**What this task involves:** Copy each of the entries below word for word, keeping every line exactly as it appears.
BEGIN Data excerpts
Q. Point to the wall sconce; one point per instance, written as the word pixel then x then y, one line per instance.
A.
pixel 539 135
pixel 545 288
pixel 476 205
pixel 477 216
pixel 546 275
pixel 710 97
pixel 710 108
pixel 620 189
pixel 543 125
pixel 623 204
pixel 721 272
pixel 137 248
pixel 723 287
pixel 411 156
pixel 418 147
END Data excerpts
**Response below:**
Q. Point to the wall sconce; one point per instance, written as the word pixel then x then y, one line per instance.
A.
pixel 539 135
pixel 545 288
pixel 476 205
pixel 477 216
pixel 546 275
pixel 710 97
pixel 710 108
pixel 620 189
pixel 543 125
pixel 623 204
pixel 721 272
pixel 137 248
pixel 723 287
pixel 411 156
pixel 418 147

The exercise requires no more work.